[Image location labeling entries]
— BEGIN —

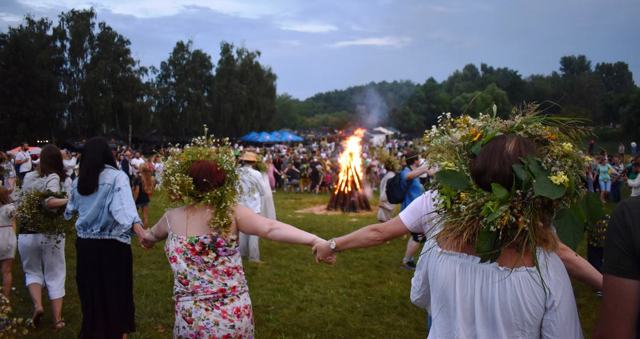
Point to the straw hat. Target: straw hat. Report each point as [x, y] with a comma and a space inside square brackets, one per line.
[249, 156]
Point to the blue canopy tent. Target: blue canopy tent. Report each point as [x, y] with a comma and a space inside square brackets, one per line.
[273, 137]
[276, 136]
[264, 137]
[250, 137]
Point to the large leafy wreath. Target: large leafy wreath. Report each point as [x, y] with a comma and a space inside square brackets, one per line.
[33, 216]
[547, 185]
[179, 185]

— END —

• WHAT THE TASK ASKS
Rewrite all the items with every "Target" switched to "Label" and nothing else altered. Leave the pictures out.

• EXERCISE ANSWER
Point to the straw hat. Label: straw hat. Report each point as [x, y] with a comma and a space inside square brackets, one per line.
[249, 156]
Point to the blue canopy tent. Label: blue canopy tent. Report each point as [x, y] with a comma and a space inside square brackets, one per line.
[273, 137]
[276, 136]
[264, 137]
[250, 137]
Point to the large leafy wreath. Label: large leafy wreath. Report each point as [x, y] with a comma and a space inside square brackets, one per line.
[33, 216]
[547, 185]
[179, 185]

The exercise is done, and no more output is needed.